▶ _EXERCISE TEXT_:
※

Earlier today, November 4, 2025, the Dicastery for the Doctrine of the Faith released Mater populi fidelis with Pope Leo XIV’s approval. The document is a response to years of questions related to Marian titles and devotions that the dicastery has received. It seeks to illuminate the ways that we refer to Mary and encourage proper devotion to her that is based on a sound understanding of her role in Christ’s salvific plan. Importantly, it is meant to foster devotion and not restrict it, since right devotion towards Mary illuminates the message of the Gospel and turns us towards Christ. However, it recognizes that attributing acts and powers to Mary that are rightly Christ’s alone is not only harmful to us, but displeasing to her and, thus, not real devotion at all.
Mater populi fidelis offers three criteria – derived from Lumen Gentium – to assist in understanding Mary’s role:
- Our relationship with Christ always takes supremacy over our relationship with Mary. In fact, “any gaze directed at her that distracts us from Christ or that places her on the same level as the Son of God would fall outside the dynamic proper to an authentic Marian faith.”

※

▶ _PARTS OF THE EXERCISE_:
1 > Answer these questions about the Mater populi fidelis text:
(a) On what date was the document released?
(b) Which body released it?
(c) From which document are its three criteria derived?
2 > Repeat the Mater populi fidelis text word for word, between "Earlier today, November" and "devotion at all.", inclusive.
3 > Please carry on the Mater populi fidelis text from the point where it stops.
The rows are separate material from the Mater populi fidelis text.

▶ _SOURCE MATERIAL_:
※

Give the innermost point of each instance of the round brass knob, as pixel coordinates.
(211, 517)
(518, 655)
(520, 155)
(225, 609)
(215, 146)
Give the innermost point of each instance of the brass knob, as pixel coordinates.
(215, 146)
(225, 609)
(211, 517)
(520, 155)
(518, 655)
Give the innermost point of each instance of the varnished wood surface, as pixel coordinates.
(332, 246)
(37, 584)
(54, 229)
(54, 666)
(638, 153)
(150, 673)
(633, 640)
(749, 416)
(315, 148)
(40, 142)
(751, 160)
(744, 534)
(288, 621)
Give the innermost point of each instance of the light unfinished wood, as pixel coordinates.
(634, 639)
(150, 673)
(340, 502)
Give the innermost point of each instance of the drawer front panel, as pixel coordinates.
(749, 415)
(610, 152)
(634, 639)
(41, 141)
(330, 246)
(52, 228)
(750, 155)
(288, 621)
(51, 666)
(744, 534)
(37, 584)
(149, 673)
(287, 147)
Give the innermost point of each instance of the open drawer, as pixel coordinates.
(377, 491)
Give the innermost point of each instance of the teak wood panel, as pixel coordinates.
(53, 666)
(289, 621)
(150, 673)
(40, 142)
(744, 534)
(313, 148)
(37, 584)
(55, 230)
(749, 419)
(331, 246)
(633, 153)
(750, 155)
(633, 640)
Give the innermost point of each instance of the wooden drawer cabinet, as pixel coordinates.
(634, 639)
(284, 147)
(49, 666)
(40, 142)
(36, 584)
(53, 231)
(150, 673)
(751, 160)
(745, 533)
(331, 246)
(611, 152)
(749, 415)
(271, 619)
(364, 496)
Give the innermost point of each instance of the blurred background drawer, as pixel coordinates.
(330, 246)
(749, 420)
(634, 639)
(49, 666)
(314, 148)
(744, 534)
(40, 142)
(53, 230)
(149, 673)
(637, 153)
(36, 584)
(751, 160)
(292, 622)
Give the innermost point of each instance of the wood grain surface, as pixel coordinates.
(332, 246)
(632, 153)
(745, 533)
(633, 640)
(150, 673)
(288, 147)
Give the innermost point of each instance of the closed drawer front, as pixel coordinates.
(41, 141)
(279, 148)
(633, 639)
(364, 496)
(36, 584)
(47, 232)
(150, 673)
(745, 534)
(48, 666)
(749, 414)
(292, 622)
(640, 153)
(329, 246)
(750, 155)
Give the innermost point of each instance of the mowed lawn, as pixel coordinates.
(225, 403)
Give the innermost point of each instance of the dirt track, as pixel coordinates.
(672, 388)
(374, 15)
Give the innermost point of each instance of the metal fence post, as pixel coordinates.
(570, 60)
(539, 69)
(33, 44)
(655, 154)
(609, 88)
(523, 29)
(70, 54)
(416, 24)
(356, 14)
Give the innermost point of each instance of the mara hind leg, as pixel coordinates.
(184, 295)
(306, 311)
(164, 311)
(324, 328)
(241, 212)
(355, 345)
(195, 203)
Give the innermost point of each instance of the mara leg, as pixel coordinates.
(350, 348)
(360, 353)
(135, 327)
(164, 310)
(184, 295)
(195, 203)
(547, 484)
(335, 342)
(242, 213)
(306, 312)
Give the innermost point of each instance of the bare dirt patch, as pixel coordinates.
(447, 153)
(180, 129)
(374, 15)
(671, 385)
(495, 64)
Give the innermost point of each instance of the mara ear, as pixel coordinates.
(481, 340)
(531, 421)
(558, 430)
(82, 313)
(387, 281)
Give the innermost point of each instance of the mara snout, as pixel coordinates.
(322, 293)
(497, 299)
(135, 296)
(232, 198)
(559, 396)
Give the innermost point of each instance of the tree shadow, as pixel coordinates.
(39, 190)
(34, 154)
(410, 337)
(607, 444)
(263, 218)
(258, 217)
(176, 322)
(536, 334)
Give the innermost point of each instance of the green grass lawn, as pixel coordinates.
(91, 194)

※

▶ _ANSWERS FOR EACH ITEM_:
1 >
(a) November 4, 2025
(b) The Dicastery for the Doctrine of the Faith
(c) Lumen Gentium

2 >
Earlier today, November 4, 2025, the Dicastery for the Doctrine of the Faith released Mater populi fidelis with Pope Leo XIV’s approval. The document is a response to years of questions related to Marian titles and devotions that the dicastery has received. It seeks to illuminate the ways that we refer to Mary and encourage proper devotion to her that is based on a sound understanding of her role in Christ’s salvific plan. Importantly, it is meant to foster devotion and not restrict it, since right devotion towards Mary illuminates the message of the Gospel and turns us towards Christ. However, it recognizes that attributing acts and powers to Mary that are rightly Christ’s alone is not only harmful to us, but displeasing to her and, thus, not real devotion at all.

3 >
- Mary’s role in God’s plan was born out of His will, not His need. He could have accomplished our redemption and salvation without her. Her work is a gift that He allows her to participate in through His goodness, not His deficiency.
- Mary’s mediation does not add or subtract anything from Christ’s salvation. She neither supplants, nor supplements Him. Instead, Christ is fully sufficient.
In addition to presenting these criteria, the document explores Mary’s cooperation with Jesus’s salvation work. First, it considers both her participation in the objective redemption that flows from Jesus’s life and resurrection. This participation was foreshadowed in Genesis 3:15, when Mary is referred to as the woman who will share victory over the serpent and when Jesus addressed her as “woman” while He suffered on the cross, He was referencing this prophecy.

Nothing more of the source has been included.